**BRIEF:**
Reproduce the material verbatim from its beginning through the line containing "Return the mask of every instance of the light", including that line, and omit the pictures.

(Outline annotation records)
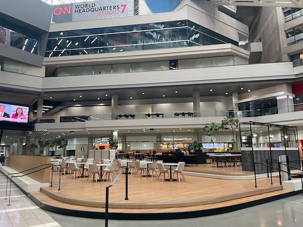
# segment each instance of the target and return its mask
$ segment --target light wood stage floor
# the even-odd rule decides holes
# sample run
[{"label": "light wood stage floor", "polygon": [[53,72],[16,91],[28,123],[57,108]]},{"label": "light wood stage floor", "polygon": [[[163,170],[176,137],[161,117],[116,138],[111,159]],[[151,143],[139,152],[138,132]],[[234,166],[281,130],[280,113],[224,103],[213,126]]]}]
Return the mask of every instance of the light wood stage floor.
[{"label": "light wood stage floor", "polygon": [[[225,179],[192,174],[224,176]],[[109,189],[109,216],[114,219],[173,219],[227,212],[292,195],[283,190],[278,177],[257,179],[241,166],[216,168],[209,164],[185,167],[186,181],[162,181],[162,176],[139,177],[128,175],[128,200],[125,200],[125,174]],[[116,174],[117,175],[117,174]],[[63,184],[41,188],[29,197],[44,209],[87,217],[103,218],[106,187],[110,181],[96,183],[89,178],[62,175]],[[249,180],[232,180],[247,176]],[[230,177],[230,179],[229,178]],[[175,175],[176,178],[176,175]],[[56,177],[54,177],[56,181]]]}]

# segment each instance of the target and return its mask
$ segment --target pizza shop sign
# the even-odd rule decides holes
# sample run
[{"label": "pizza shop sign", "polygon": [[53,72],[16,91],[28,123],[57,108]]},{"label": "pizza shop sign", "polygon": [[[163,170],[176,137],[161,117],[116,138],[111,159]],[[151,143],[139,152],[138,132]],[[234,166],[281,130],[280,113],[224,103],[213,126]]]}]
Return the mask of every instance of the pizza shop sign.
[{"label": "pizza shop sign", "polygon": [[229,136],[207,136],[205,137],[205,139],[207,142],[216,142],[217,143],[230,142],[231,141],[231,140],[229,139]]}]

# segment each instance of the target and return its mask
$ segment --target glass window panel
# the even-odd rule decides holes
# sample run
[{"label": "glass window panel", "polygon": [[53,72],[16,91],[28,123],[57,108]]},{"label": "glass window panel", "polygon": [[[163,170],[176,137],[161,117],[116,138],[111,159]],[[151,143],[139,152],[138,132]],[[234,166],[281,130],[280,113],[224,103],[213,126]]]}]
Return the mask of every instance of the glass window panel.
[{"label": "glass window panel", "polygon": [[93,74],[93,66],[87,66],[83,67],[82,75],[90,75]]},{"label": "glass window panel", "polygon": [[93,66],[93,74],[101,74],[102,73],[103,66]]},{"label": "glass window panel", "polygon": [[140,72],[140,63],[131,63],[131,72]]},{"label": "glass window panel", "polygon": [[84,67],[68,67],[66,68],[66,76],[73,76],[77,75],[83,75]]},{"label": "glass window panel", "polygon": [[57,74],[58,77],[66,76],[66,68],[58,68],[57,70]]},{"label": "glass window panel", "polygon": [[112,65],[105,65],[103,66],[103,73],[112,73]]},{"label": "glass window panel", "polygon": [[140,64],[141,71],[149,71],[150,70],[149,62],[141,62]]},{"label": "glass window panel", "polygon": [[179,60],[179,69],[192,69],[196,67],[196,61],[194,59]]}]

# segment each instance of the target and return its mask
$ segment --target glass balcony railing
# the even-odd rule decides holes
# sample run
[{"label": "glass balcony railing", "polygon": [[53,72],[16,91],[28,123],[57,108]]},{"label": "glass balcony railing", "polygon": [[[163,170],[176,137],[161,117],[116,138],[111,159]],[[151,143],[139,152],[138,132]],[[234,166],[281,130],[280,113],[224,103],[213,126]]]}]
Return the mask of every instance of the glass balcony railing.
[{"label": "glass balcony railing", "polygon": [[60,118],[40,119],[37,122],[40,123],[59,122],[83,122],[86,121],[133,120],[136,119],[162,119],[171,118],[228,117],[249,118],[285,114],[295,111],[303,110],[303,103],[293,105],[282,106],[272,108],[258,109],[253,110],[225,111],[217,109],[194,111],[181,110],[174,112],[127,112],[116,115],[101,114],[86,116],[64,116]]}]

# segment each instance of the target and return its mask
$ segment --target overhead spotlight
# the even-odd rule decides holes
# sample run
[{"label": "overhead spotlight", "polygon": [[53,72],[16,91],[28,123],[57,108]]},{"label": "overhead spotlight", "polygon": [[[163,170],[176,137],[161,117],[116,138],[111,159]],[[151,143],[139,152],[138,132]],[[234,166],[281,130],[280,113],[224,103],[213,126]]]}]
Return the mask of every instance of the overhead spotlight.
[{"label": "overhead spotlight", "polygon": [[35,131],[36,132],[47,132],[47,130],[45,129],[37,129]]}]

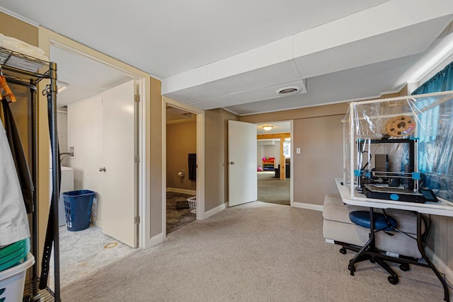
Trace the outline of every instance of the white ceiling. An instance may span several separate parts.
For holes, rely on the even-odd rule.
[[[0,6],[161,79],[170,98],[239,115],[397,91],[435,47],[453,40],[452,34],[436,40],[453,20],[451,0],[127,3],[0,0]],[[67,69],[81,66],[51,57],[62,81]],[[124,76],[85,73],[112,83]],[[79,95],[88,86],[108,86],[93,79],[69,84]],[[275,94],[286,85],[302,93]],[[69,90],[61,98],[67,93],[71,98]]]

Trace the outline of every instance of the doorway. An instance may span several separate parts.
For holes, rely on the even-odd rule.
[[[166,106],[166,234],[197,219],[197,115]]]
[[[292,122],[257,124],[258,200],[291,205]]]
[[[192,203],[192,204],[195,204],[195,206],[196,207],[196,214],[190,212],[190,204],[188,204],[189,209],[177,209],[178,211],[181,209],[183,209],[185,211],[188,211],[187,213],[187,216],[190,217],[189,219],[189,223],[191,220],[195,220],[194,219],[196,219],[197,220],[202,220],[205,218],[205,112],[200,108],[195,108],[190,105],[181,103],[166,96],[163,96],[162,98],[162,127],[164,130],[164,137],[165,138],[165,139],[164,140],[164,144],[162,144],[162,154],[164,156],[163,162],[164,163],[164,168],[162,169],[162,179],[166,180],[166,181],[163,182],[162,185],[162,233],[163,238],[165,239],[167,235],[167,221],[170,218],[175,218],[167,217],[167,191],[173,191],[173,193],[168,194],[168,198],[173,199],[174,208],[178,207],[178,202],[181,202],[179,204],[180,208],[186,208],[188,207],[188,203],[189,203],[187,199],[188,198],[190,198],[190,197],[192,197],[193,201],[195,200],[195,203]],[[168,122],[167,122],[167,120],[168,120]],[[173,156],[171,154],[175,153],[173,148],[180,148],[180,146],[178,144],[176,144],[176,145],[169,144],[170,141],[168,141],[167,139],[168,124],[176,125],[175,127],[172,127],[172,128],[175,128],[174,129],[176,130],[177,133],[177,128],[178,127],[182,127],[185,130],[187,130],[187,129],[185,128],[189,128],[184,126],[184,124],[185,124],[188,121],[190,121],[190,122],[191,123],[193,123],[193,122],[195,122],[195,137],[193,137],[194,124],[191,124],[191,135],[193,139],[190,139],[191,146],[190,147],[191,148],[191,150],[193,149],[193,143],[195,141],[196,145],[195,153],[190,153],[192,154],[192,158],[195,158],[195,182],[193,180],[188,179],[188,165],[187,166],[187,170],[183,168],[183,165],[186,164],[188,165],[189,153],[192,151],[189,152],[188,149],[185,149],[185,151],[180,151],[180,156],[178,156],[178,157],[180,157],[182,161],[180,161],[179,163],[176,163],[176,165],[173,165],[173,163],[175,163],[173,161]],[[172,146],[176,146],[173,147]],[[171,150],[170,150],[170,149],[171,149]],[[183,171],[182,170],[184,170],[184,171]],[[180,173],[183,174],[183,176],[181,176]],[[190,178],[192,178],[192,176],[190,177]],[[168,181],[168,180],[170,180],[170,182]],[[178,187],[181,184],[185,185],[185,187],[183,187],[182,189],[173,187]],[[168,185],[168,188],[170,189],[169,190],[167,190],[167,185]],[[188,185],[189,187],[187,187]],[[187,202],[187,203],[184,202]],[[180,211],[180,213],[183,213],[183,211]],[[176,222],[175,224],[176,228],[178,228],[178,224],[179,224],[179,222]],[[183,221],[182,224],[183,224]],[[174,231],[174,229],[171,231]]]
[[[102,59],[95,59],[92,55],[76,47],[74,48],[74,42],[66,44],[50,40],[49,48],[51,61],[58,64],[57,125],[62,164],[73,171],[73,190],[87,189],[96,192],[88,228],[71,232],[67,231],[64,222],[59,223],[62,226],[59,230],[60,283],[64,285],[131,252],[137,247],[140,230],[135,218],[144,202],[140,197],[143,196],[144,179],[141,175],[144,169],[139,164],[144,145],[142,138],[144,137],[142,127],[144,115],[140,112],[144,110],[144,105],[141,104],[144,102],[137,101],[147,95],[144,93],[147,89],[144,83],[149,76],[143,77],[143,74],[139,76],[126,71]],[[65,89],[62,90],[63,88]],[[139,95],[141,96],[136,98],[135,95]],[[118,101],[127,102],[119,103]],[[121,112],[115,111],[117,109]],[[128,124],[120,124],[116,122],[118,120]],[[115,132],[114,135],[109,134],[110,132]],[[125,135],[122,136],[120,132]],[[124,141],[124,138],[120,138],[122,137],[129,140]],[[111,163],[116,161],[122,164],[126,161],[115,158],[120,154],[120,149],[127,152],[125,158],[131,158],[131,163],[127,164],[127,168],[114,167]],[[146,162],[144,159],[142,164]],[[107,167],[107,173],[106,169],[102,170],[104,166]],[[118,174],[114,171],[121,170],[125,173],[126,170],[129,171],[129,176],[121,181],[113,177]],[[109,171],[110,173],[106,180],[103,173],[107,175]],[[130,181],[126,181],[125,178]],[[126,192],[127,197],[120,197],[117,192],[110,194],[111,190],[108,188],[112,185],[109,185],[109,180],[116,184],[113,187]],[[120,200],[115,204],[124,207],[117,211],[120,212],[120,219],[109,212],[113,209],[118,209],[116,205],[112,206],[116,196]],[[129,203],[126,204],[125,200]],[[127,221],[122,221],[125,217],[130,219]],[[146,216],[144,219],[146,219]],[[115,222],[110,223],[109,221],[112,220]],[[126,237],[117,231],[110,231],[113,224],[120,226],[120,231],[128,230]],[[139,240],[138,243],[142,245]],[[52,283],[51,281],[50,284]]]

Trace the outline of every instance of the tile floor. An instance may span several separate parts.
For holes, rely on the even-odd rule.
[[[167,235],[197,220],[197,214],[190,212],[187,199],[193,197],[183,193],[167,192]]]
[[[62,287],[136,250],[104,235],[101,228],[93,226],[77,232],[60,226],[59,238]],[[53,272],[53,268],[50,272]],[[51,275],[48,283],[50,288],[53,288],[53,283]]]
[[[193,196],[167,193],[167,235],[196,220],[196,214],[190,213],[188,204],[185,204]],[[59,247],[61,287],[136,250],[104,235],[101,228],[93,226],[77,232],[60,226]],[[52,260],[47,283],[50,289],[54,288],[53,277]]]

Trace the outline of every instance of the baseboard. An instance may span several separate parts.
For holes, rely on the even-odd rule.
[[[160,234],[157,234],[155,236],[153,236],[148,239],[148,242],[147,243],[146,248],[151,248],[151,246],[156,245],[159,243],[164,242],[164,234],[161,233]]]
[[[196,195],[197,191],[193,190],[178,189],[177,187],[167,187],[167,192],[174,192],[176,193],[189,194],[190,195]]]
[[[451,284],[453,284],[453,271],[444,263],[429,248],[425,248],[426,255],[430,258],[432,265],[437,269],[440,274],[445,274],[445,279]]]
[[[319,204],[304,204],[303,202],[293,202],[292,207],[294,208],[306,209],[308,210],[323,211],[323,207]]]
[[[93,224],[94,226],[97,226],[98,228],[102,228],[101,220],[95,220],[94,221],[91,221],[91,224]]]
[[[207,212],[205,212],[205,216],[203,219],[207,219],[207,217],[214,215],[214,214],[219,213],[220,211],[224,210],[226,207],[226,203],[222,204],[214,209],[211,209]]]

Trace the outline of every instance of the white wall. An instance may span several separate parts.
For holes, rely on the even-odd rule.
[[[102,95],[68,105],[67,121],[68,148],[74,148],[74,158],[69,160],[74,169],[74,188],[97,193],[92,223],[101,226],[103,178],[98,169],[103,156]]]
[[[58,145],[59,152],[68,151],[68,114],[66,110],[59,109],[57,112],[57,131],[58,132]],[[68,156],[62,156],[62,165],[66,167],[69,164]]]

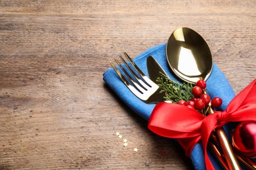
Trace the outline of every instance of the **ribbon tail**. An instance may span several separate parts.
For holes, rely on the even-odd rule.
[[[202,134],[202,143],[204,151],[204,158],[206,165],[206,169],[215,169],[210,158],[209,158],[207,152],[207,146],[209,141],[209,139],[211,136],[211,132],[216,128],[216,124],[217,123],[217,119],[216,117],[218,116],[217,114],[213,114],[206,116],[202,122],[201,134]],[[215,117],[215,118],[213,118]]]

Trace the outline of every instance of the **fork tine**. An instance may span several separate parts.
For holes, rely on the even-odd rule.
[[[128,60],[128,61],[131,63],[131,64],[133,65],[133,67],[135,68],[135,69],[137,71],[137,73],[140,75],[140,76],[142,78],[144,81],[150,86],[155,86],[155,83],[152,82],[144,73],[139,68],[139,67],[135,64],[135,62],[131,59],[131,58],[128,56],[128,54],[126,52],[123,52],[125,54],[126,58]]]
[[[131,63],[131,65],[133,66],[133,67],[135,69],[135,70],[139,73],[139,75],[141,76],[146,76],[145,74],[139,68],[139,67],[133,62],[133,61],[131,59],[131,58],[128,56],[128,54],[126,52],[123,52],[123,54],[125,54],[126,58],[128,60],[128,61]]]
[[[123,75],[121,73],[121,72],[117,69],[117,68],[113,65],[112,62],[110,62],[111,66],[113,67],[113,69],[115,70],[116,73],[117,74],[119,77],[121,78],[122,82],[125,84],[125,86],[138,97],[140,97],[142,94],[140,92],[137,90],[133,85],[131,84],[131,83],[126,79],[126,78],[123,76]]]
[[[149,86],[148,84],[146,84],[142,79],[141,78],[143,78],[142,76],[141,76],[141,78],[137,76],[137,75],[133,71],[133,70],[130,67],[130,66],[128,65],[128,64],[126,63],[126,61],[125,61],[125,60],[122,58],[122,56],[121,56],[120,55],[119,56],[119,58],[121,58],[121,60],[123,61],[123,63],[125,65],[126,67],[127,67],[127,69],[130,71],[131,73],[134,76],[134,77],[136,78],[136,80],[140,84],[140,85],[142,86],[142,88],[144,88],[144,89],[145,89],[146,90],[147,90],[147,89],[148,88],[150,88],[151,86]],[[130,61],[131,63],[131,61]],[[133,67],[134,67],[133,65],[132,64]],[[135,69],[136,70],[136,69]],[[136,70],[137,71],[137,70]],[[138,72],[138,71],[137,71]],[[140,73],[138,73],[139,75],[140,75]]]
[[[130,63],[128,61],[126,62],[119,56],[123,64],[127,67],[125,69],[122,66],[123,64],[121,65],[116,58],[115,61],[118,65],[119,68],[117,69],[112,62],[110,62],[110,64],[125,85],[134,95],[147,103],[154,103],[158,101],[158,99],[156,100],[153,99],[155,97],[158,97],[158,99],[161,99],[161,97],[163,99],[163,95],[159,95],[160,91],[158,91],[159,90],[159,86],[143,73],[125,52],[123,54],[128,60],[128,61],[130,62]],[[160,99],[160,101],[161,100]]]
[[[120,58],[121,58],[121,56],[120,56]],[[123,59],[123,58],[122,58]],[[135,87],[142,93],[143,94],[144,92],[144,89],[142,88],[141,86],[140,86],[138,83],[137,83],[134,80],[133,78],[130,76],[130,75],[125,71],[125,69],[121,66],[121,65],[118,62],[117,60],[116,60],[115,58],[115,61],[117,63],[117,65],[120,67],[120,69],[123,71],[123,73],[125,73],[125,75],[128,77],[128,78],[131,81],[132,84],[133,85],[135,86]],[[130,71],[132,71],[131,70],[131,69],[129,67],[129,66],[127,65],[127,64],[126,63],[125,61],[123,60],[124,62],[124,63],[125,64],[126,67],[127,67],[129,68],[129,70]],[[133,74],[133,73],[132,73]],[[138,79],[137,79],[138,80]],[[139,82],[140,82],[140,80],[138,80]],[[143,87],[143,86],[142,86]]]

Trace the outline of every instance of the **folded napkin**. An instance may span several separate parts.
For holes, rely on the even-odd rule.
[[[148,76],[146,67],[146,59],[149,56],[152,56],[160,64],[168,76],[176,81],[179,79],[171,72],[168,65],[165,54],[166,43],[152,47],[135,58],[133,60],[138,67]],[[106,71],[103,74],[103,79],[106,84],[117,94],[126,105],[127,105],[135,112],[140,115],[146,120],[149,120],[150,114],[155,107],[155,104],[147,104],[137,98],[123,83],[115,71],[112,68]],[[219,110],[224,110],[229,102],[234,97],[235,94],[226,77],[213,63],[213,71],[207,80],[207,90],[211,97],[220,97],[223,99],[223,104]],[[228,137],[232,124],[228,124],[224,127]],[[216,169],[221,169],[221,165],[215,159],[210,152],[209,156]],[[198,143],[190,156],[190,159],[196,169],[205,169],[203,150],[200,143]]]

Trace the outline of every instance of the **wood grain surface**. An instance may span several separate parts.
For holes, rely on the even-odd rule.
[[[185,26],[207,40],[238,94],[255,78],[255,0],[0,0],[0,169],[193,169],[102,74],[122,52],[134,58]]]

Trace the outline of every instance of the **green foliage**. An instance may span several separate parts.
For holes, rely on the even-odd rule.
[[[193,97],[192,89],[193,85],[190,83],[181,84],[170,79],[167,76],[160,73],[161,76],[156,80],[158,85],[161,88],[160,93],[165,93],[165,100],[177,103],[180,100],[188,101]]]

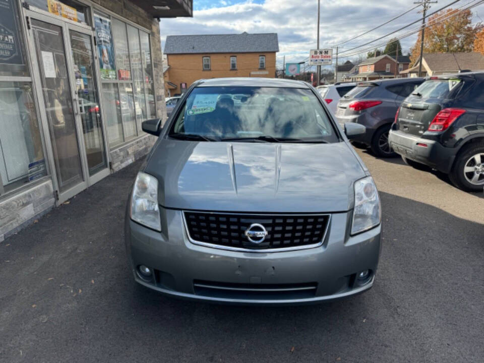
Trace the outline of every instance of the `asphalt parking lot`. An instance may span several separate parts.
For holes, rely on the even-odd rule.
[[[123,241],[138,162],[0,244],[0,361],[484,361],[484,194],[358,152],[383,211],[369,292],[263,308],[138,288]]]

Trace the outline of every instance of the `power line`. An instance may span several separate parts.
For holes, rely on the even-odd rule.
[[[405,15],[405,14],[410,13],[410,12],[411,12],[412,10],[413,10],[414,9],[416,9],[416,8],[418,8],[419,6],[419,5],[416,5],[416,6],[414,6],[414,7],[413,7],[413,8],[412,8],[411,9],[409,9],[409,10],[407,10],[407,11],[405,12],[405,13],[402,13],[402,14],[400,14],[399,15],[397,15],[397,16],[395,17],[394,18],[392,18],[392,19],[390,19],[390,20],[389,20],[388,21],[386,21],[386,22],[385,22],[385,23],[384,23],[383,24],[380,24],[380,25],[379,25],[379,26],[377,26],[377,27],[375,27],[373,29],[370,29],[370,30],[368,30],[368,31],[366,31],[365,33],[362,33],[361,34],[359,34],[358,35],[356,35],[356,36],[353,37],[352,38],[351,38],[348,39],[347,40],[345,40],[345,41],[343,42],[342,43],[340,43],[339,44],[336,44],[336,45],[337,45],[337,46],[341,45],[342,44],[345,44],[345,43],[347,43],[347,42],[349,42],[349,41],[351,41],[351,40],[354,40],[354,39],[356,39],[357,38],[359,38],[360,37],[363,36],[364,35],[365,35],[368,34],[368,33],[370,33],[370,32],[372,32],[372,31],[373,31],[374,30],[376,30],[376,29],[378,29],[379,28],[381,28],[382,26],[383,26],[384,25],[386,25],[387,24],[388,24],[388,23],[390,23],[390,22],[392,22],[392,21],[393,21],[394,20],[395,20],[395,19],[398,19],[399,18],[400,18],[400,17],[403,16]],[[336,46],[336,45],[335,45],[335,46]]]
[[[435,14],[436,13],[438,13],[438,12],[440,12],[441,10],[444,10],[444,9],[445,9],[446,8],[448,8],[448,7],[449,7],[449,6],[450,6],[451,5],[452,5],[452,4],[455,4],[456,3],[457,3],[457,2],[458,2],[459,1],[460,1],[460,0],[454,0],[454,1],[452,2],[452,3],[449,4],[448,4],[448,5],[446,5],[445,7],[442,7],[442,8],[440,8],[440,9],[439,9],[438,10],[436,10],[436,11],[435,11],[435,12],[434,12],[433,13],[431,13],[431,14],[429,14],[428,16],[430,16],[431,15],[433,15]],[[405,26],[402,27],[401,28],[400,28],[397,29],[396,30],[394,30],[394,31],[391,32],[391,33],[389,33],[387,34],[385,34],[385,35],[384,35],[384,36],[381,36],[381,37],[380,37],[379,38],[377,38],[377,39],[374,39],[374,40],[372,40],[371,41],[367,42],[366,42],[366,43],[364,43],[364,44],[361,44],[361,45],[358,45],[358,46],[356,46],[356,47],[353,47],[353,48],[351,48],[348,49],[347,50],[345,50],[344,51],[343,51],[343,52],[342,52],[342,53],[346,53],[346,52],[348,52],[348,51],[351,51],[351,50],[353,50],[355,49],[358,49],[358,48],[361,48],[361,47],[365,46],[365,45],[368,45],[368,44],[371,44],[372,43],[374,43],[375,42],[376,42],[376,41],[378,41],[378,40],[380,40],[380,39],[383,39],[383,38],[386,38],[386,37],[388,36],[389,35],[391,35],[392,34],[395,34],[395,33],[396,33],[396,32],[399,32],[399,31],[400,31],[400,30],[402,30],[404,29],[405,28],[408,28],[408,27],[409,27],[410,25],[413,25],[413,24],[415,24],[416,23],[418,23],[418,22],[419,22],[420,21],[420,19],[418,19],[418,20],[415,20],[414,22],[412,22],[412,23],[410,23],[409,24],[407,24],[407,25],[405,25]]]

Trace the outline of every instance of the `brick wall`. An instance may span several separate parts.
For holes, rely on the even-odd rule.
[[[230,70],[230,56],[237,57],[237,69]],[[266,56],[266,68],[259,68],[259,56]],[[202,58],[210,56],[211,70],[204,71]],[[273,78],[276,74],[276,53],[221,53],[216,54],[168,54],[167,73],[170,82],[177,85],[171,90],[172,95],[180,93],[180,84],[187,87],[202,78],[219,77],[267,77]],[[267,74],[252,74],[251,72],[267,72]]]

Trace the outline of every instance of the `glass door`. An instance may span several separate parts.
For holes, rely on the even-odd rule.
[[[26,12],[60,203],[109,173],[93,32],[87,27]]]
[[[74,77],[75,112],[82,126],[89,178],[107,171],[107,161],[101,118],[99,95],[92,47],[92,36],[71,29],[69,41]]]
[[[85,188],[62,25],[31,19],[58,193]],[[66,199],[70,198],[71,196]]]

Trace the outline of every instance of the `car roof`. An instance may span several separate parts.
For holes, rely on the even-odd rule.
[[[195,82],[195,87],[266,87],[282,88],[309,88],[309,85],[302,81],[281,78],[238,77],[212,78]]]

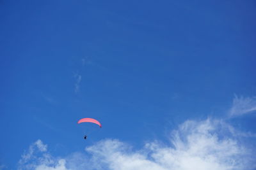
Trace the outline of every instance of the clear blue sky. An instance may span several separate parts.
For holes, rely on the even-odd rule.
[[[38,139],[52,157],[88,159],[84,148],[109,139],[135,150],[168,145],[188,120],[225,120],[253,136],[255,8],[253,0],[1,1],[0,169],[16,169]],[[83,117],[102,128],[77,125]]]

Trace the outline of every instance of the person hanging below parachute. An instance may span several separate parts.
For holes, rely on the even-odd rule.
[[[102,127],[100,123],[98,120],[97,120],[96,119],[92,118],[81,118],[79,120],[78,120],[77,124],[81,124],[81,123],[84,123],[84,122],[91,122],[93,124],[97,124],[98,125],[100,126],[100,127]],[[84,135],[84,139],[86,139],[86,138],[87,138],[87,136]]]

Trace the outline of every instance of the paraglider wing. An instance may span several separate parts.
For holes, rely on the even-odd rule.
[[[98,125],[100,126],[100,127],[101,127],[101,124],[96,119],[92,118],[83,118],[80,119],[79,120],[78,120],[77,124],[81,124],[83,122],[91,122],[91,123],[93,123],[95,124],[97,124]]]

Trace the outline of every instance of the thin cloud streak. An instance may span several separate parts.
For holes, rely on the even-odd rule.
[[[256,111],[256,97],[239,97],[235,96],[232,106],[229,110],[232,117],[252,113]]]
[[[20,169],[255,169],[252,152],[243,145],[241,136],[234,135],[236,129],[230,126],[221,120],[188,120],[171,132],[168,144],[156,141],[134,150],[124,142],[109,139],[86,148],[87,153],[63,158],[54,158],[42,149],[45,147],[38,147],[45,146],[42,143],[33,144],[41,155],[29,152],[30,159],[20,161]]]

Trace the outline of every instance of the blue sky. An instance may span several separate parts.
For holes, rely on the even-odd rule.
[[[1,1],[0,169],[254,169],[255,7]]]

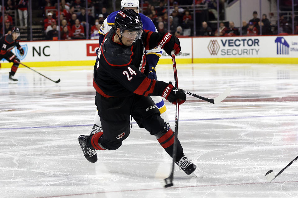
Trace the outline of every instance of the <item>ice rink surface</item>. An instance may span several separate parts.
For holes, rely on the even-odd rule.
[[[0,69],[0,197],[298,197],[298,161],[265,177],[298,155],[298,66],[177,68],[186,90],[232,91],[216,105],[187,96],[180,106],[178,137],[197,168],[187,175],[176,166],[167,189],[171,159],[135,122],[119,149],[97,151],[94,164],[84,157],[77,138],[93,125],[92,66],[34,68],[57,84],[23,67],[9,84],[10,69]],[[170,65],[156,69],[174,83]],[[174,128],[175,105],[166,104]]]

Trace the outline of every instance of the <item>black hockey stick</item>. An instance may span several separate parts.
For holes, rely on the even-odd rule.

**ANSWER TO THIS EXERCISE:**
# segment each instance of the target and return its mask
$ segment --target light wood stage floor
# the even-odd rule decides holes
# sample run
[{"label": "light wood stage floor", "polygon": [[53,72],[16,91],[28,123],[57,108]]},{"label": "light wood stage floor", "polygon": [[[163,170],[176,137],[161,117],[116,138],[111,159]],[[151,143],[139,152],[138,132]],[[234,166],[281,130],[280,113],[224,103],[213,126]]]}]
Return the mask of every instance of the light wood stage floor.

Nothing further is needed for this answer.